• **EXERCISE DESCRIPTION**
Could you copy out the material from the line that has "Accessibility screen-reader module — describe where the stone" through the end of the material, switching "boulder" to "large rock" and leaving everything else unchanged?

• **THE INPUT**
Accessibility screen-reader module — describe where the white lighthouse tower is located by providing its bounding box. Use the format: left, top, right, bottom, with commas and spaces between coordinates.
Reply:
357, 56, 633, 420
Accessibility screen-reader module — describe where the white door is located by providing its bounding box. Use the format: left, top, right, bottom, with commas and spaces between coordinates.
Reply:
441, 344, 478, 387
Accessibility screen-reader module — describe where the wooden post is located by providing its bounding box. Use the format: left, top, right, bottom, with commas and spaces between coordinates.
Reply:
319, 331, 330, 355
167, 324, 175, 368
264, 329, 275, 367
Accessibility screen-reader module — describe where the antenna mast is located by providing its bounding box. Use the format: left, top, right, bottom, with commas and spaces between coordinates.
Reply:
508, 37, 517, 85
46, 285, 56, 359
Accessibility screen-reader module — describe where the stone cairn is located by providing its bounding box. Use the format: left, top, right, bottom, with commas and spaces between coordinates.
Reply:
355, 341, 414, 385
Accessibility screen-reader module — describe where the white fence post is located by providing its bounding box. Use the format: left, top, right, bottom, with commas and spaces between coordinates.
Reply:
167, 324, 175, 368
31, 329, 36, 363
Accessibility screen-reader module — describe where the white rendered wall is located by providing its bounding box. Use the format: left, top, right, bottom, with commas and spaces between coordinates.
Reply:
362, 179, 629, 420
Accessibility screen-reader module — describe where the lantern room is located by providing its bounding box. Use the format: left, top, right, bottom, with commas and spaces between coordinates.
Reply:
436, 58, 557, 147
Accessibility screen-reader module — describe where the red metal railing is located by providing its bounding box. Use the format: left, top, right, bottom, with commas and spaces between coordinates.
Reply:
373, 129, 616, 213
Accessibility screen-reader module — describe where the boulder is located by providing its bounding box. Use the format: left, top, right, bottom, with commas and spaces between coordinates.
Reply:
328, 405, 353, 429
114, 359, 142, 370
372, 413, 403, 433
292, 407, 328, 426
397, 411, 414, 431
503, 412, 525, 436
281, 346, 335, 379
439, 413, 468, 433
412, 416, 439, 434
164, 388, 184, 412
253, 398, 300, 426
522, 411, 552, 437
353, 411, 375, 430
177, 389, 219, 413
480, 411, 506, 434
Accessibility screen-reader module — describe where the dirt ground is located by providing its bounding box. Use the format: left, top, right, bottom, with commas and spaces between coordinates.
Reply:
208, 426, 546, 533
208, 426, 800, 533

• **OUTPUT FOR THIS EXERCISE**
Accessibility screen-reader module — describe where the stone cairn is located by providing its bounding box. Use the format: left, top, right, bottom, with commas and spaces between coordinates.
Reply:
355, 341, 414, 385
Accessibility screen-reader module — describe where the white fence post is located by providing its bounding box. Use the format: left, top, right, bottom, with commas and spaces between coordinates.
Reply:
167, 324, 175, 368
31, 329, 36, 363
Accessibility screen-reader module — describe where the white rendered wall is located by providing its bounding box. Use the format: left, top, right, bottom, with commas and spaces between coordinates.
Reply:
362, 179, 629, 420
Accessibility screen-reader module — describe where the lantern room is located by providing its bounding box. Use the format: left, top, right, bottom, with commas and spaces between coordinates.
Reply:
436, 58, 557, 147
Accessibility screen-reader module — describe where the red metal railing is located by providing its bounding box. Use the format: left, top, right, bottom, with commas and spaces between coordinates.
Reply:
373, 129, 616, 213
Accessibility screen-reader module — describe where the large rock is located by providing its bounding box. Use the format: left, top, right, bottom, with commas and spaces between coordinates.
Reply:
328, 405, 353, 429
114, 359, 142, 370
372, 413, 403, 433
292, 407, 328, 426
397, 411, 414, 431
503, 412, 525, 436
281, 346, 335, 379
439, 413, 468, 433
412, 416, 439, 434
164, 388, 184, 412
253, 398, 300, 426
522, 411, 552, 437
353, 411, 375, 430
177, 389, 219, 413
480, 411, 506, 434
Accessibility screen-reader module — describe where the dirt ground is located by providing its bounding box. Use the format: left, top, right, bottom, with commas and spaces between coordinates.
Reply:
208, 426, 546, 533
208, 426, 800, 533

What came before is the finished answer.